No es que me haya enterado de que por fin descansó, a tiempo todavía de hacer conocer la mala nueva antes de que los tragos hubiesen enturbiado sentimientos, entre amistades del lunes que celebro en la barra del Suiza en Cochabamba. A días de su partida y rondando la fecha septembrina en que hubiese llegado al dígito siete, evoco con nostalgia a mi amigo Tito y las veladas que compartí con él, rematando en su espléndida biblioteca para buscar la botella de whisky oculta detrás de algún volumen en cuero negro de la Espasa Calpe, que acompañaba nuestras divagaciones literarias.

Décadas antes habíamos compartido la inolvidable experiencia de mi primer cigarrillo, un “k’uyuna” de indios, que sorbimos entre toses de pulmones límpidos, escondidos en el hoyo de una raíz de árbol derribado, en una ciudad que se abría a la sandez de talarlos para dar leña a chicheros y abrir lotes para albañiles que harían del valle florido una ciudad de cemento. Yo dejé de fumar, espero que mucho antes que el humo y el alquitrán hubiesen ennegrecido y bloqueado los alveolos pulmonares de mi amigo.

Adentro de su casa en la Paccieri estaban apilados los ladrillos que permitieron construir un Fuerte Montana, en el cual mi amigo era Colt Miller, yo Búffalo Bill. No queriendo ser opa, mi hermanito menor se resistía a ser Hopalong Cassidy. Sus hermanitas Pame y Tere eran las enfermeras, hasta que un castigo a un chúcaro soldado –hacerle picotear con la paraba Pastora de Tito- provocó la secesión del Fuerte Quebec de los hermanitos Moreira.

Datos mostrados:
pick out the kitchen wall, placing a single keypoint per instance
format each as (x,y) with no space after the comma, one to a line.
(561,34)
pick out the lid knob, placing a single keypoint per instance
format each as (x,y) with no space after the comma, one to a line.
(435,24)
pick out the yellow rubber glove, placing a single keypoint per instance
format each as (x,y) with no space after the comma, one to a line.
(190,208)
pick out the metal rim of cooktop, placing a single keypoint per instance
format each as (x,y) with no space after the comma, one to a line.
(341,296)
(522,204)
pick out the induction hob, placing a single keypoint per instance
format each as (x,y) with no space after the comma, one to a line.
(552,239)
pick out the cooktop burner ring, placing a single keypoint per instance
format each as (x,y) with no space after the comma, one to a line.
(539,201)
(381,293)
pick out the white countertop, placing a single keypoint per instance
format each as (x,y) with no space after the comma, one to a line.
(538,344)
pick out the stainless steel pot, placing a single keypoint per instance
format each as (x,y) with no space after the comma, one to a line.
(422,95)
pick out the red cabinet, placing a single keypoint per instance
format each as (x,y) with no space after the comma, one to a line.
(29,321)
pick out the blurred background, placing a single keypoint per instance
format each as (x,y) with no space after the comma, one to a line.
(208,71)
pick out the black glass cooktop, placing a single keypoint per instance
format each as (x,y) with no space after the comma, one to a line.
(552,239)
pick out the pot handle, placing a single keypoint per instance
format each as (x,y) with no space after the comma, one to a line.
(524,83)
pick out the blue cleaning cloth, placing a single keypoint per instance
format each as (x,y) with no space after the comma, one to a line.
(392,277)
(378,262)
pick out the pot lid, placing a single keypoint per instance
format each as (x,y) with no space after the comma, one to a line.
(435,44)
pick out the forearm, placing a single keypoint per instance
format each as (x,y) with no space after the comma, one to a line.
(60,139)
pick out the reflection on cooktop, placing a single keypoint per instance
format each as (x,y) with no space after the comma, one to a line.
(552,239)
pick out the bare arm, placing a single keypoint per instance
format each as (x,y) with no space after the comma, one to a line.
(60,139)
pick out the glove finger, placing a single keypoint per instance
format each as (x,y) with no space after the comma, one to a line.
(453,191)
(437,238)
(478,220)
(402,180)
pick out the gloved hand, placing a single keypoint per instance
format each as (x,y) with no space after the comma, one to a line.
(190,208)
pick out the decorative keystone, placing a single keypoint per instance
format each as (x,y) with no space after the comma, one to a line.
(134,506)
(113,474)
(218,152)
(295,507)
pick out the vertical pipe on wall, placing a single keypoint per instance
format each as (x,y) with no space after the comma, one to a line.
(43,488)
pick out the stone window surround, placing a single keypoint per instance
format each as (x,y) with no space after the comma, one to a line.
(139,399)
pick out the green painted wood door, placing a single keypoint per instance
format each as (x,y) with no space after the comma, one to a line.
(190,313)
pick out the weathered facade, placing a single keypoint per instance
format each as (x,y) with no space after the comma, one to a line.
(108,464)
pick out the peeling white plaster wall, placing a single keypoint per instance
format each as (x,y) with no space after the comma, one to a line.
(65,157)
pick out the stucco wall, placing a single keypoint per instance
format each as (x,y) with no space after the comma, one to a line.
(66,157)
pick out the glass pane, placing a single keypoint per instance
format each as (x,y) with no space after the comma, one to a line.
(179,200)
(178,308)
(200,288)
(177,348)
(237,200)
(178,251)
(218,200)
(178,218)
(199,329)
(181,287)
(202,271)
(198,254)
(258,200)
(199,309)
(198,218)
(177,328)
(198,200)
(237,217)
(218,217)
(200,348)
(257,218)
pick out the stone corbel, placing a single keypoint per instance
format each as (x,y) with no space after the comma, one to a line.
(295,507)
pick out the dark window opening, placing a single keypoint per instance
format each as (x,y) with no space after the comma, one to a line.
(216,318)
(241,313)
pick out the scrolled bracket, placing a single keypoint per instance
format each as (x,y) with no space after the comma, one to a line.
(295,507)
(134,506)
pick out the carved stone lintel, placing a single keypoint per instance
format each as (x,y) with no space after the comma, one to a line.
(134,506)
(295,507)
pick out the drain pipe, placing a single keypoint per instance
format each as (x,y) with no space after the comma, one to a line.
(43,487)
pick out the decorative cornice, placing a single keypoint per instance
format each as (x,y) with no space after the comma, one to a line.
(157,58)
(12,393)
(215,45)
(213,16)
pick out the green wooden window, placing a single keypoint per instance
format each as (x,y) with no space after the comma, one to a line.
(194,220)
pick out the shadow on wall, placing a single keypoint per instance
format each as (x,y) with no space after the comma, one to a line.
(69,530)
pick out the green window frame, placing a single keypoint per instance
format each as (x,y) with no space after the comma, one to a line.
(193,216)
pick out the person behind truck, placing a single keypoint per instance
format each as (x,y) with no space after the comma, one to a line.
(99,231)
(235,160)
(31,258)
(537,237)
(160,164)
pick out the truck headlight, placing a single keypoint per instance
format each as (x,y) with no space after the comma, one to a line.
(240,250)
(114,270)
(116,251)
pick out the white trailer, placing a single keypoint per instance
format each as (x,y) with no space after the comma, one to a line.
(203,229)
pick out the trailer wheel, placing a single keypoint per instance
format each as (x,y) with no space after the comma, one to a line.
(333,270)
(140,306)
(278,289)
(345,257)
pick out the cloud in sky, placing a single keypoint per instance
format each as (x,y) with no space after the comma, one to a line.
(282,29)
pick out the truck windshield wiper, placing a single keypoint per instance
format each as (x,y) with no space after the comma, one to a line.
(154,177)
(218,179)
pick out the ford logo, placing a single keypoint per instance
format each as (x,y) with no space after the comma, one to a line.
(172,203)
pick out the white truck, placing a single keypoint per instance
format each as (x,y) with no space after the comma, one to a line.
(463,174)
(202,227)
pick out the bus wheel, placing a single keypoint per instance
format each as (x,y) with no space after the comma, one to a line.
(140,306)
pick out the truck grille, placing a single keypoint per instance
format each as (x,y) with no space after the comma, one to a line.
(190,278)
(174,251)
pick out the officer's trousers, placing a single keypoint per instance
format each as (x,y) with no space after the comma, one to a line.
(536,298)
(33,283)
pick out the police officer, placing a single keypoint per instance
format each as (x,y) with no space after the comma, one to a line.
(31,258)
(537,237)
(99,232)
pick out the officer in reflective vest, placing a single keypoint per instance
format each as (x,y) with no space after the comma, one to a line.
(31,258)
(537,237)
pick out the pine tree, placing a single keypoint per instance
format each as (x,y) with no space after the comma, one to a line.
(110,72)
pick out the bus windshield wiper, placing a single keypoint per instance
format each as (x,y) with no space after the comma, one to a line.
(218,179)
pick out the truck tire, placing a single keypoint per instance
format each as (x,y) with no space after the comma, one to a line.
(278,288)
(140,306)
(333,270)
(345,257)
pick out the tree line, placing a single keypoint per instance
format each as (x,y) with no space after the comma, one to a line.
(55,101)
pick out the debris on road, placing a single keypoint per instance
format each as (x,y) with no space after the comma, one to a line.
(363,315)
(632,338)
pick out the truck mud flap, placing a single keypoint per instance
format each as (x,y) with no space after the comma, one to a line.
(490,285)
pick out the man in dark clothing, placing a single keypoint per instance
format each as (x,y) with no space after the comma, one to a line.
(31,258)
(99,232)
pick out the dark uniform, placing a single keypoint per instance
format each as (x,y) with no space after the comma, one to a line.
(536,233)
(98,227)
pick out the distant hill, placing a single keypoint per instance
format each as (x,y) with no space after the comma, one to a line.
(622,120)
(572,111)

Qué hacer:
Enumera los personajes del oeste que el texto menciona en el juego del Fuerte Montana. Responde basándote solo en el texto.

Respuesta:
Colt Miller, Búffalo Bill y Hopalong Cassidy.